[TEXT SECTION]:
# Do any of you guys go to strip clubs?



## Steven G. (May 18, 2006)

I read alot of these posts, I know alot you guys are lonely and want to talk to females. For myself I never had a girlfriend or anything but I do enjoy going to strip clubs. The girls are always nice they even sit around and talk to you. I mean it's alot more enjoyable then watching porn, hack it's dry humping. 

And trust me guys, it's a whole lot more easy to talk to strippers then random women you really like. The women in these club deals with all types of poeple every night, im sure they handle a shy guy.


----------



## Qolselanu (Feb 15, 2006)

I would probably go again to a strip club only if I went with a group of friends just to hangout, have fun, and watch some boobies. I think I would feel wierd and desperate if I went alone.


----------



## Steven G. (May 18, 2006)

bah I don't think it's wierd and desperate at all. I think masterbiting to magazines and webcam girls is wierd and desperate, I never understood that. I mean atleast strippers are live in your face action. XD


----------



## Your Lover Scrub Ducky (Jul 26, 2004)

nuh-ting


----------



## PGVan (May 22, 2004)

I've been to a few, but only with colleagues on company trips. It's the only times I've ever seen a naked woman live. I don't know where you are, but I've never seen a stripper go around and talk to anybody on the floor. 

As for lap dances, I've never had one. Not only will I not fork out the money, I'd be afraid of "finishing" right then and there.


----------



## Failure (Feb 4, 2007)

I did all the time back when with army buddies. Not really any more.


----------



## Noca (Jun 24, 2005)

Never went to one, most likely never will.


----------



## njodis (Nov 8, 2006)

Honestly doesn't appeal to me at all. Never been, but I imagine it as a dirty *** place with even dirtier people. Not the kind of place I'd want to be. Besides, I'd be tense as hell in a place like that.

[MATERIAL FOR THIS TASK]:
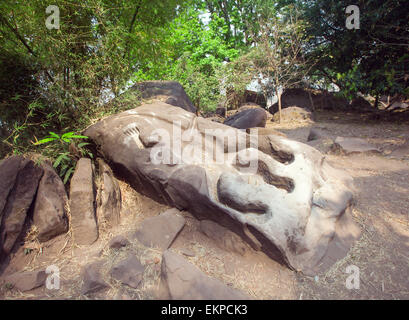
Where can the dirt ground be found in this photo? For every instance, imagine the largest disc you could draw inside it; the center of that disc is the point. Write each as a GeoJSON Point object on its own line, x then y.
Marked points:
{"type": "Point", "coordinates": [381, 254]}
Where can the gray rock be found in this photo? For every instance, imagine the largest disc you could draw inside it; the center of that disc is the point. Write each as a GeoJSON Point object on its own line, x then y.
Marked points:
{"type": "Point", "coordinates": [324, 145]}
{"type": "Point", "coordinates": [293, 113]}
{"type": "Point", "coordinates": [92, 278]}
{"type": "Point", "coordinates": [160, 231]}
{"type": "Point", "coordinates": [129, 272]}
{"type": "Point", "coordinates": [109, 196]}
{"type": "Point", "coordinates": [316, 134]}
{"type": "Point", "coordinates": [223, 237]}
{"type": "Point", "coordinates": [181, 280]}
{"type": "Point", "coordinates": [281, 204]}
{"type": "Point", "coordinates": [50, 216]}
{"type": "Point", "coordinates": [82, 204]}
{"type": "Point", "coordinates": [118, 242]}
{"type": "Point", "coordinates": [9, 168]}
{"type": "Point", "coordinates": [349, 146]}
{"type": "Point", "coordinates": [19, 201]}
{"type": "Point", "coordinates": [250, 118]}
{"type": "Point", "coordinates": [26, 281]}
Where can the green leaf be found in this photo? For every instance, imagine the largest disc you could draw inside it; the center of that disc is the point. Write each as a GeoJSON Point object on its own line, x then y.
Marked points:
{"type": "Point", "coordinates": [44, 141]}
{"type": "Point", "coordinates": [67, 175]}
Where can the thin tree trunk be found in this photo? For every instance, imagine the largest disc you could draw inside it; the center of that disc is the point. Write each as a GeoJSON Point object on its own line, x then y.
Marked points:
{"type": "Point", "coordinates": [279, 106]}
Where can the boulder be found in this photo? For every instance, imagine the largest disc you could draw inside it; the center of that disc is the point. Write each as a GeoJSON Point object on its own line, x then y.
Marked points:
{"type": "Point", "coordinates": [220, 111]}
{"type": "Point", "coordinates": [160, 231]}
{"type": "Point", "coordinates": [181, 280]}
{"type": "Point", "coordinates": [323, 145]}
{"type": "Point", "coordinates": [246, 119]}
{"type": "Point", "coordinates": [82, 204]}
{"type": "Point", "coordinates": [315, 134]}
{"type": "Point", "coordinates": [26, 281]}
{"type": "Point", "coordinates": [109, 196]}
{"type": "Point", "coordinates": [19, 201]}
{"type": "Point", "coordinates": [92, 278]}
{"type": "Point", "coordinates": [129, 272]}
{"type": "Point", "coordinates": [170, 92]}
{"type": "Point", "coordinates": [347, 146]}
{"type": "Point", "coordinates": [360, 104]}
{"type": "Point", "coordinates": [118, 242]}
{"type": "Point", "coordinates": [50, 209]}
{"type": "Point", "coordinates": [293, 114]}
{"type": "Point", "coordinates": [279, 195]}
{"type": "Point", "coordinates": [248, 106]}
{"type": "Point", "coordinates": [224, 238]}
{"type": "Point", "coordinates": [255, 97]}
{"type": "Point", "coordinates": [9, 168]}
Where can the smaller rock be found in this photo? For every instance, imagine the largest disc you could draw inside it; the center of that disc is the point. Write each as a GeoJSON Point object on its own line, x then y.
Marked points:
{"type": "Point", "coordinates": [129, 272]}
{"type": "Point", "coordinates": [187, 252]}
{"type": "Point", "coordinates": [82, 204]}
{"type": "Point", "coordinates": [322, 145]}
{"type": "Point", "coordinates": [315, 134]}
{"type": "Point", "coordinates": [360, 104]}
{"type": "Point", "coordinates": [92, 278]}
{"type": "Point", "coordinates": [50, 215]}
{"type": "Point", "coordinates": [293, 114]}
{"type": "Point", "coordinates": [26, 281]}
{"type": "Point", "coordinates": [109, 196]}
{"type": "Point", "coordinates": [251, 118]}
{"type": "Point", "coordinates": [181, 280]}
{"type": "Point", "coordinates": [224, 238]}
{"type": "Point", "coordinates": [160, 231]}
{"type": "Point", "coordinates": [220, 111]}
{"type": "Point", "coordinates": [349, 146]}
{"type": "Point", "coordinates": [118, 242]}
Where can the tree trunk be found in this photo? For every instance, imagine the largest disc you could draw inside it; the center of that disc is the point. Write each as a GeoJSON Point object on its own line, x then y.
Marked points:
{"type": "Point", "coordinates": [279, 106]}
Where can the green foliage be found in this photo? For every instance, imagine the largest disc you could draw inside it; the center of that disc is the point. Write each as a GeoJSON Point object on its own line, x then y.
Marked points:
{"type": "Point", "coordinates": [58, 147]}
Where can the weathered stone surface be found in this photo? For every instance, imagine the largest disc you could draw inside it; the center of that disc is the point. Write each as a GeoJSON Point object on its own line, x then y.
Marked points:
{"type": "Point", "coordinates": [160, 231]}
{"type": "Point", "coordinates": [316, 134]}
{"type": "Point", "coordinates": [118, 242]}
{"type": "Point", "coordinates": [26, 281]}
{"type": "Point", "coordinates": [50, 216]}
{"type": "Point", "coordinates": [109, 196]}
{"type": "Point", "coordinates": [8, 173]}
{"type": "Point", "coordinates": [360, 104]}
{"type": "Point", "coordinates": [82, 204]}
{"type": "Point", "coordinates": [129, 271]}
{"type": "Point", "coordinates": [323, 145]}
{"type": "Point", "coordinates": [224, 238]}
{"type": "Point", "coordinates": [181, 280]}
{"type": "Point", "coordinates": [291, 114]}
{"type": "Point", "coordinates": [220, 111]}
{"type": "Point", "coordinates": [250, 118]}
{"type": "Point", "coordinates": [349, 146]}
{"type": "Point", "coordinates": [250, 105]}
{"type": "Point", "coordinates": [170, 92]}
{"type": "Point", "coordinates": [19, 201]}
{"type": "Point", "coordinates": [92, 278]}
{"type": "Point", "coordinates": [286, 202]}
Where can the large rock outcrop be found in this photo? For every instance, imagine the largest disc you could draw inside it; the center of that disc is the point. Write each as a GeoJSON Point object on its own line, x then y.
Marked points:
{"type": "Point", "coordinates": [250, 118]}
{"type": "Point", "coordinates": [19, 178]}
{"type": "Point", "coordinates": [50, 209]}
{"type": "Point", "coordinates": [279, 195]}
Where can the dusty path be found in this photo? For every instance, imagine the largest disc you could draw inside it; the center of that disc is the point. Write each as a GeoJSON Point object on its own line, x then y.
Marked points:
{"type": "Point", "coordinates": [382, 253]}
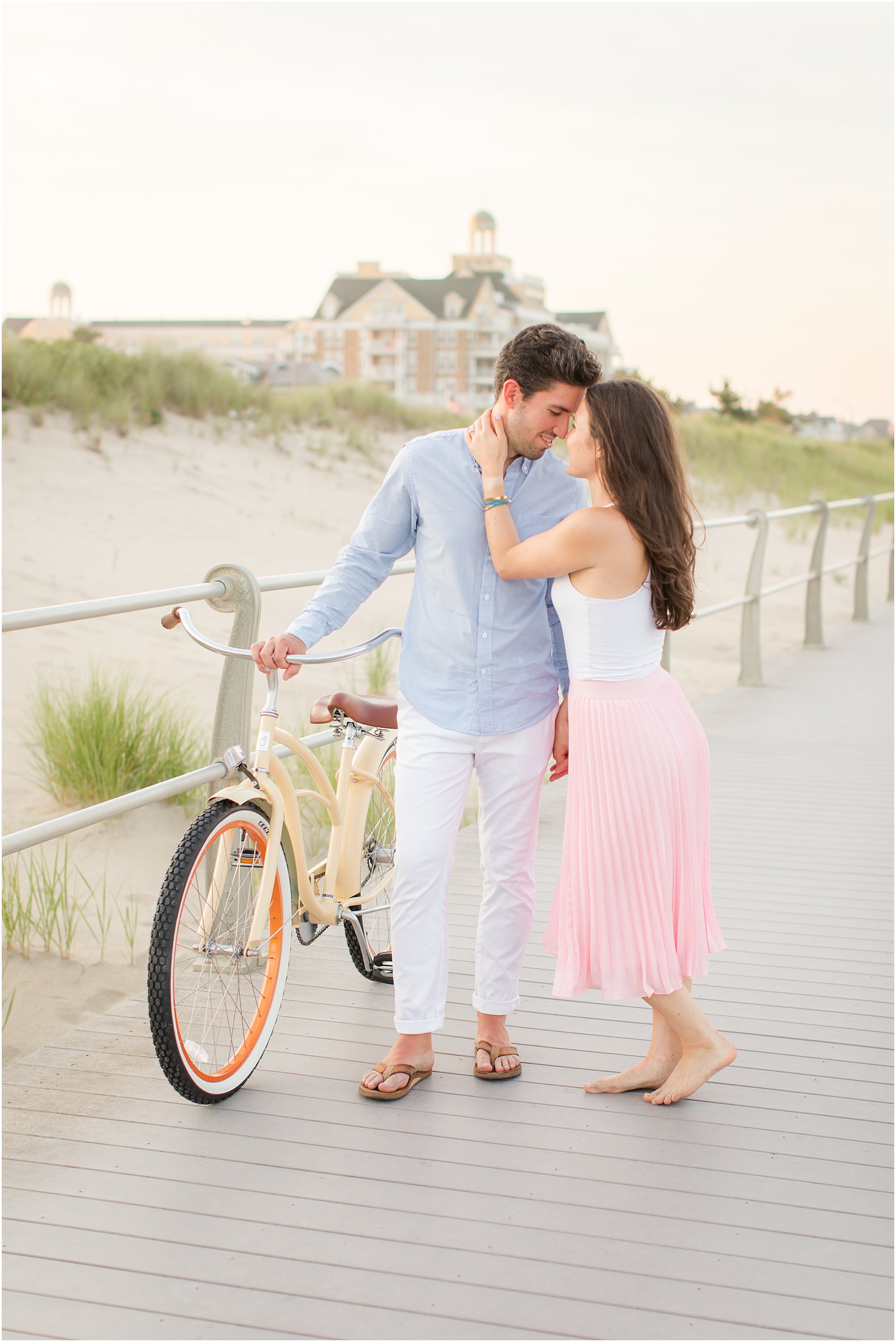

[WHAT YOU WILL DO]:
• a. Reproduce, word for word, the part of the listing that opens with the line containing "Where can the large" and closes at the end of the listing, omitting the pictures.
• b. Write the next part of the forum thread about strip clubs, picking up after its final post.
The listing is unrelated to the forum thread about strip clubs.

[TASK RESULTS]:
• a.
Where can the large rock outcrop be found in this photo? For every instance, imagine the largest disc you could draw inside it; the center of that disc is the point. Write each as a GeoJSON Point object on its own line, x then y.
Marked points:
{"type": "Point", "coordinates": [250, 118]}
{"type": "Point", "coordinates": [19, 178]}
{"type": "Point", "coordinates": [50, 209]}
{"type": "Point", "coordinates": [279, 195]}
Where can the dusty path be found in this photo? For every instance, imagine the largest disc you could draw inside it; the center of that disc is the point. Write each as a GeoJSON Point object on its own line, x then y.
Marked points:
{"type": "Point", "coordinates": [382, 253]}

• b.
----------



## aviator99 (Nov 23, 2006)

When I was in college last year, at my dorm, about 10pm I was walking outside to get some food across the street at our universities food court. While walking out, 4 guys (I knew 3 of them whom were pilots such as myself - the 4th I didnt know) recognized me and were like 'Hey man! Come to the strip club with us man we're leaving right now, you wanna come?'. 

I would have gone (definitely  ), but the guy who asked me appeared to be the one that was driving (had car keys in his hand) and I smelled alcohol from his breath. 

'No thanks man I need to study'.

They were kind of dissapointed because they were trying to rowdy up some more guys to come along. But, I wont get in a car with a drunk driver.

My tombstone: RIP - Died while enroute to a stripclub desperate for some fun lovin :lol 

Apparently they made it back safe because I saw them the next day, and they did in fact go (and I heard all the details, haha). I wasnt disappointed in my decision to not risk going with someone whom appeared to be the driver and also appeared to have been drinking.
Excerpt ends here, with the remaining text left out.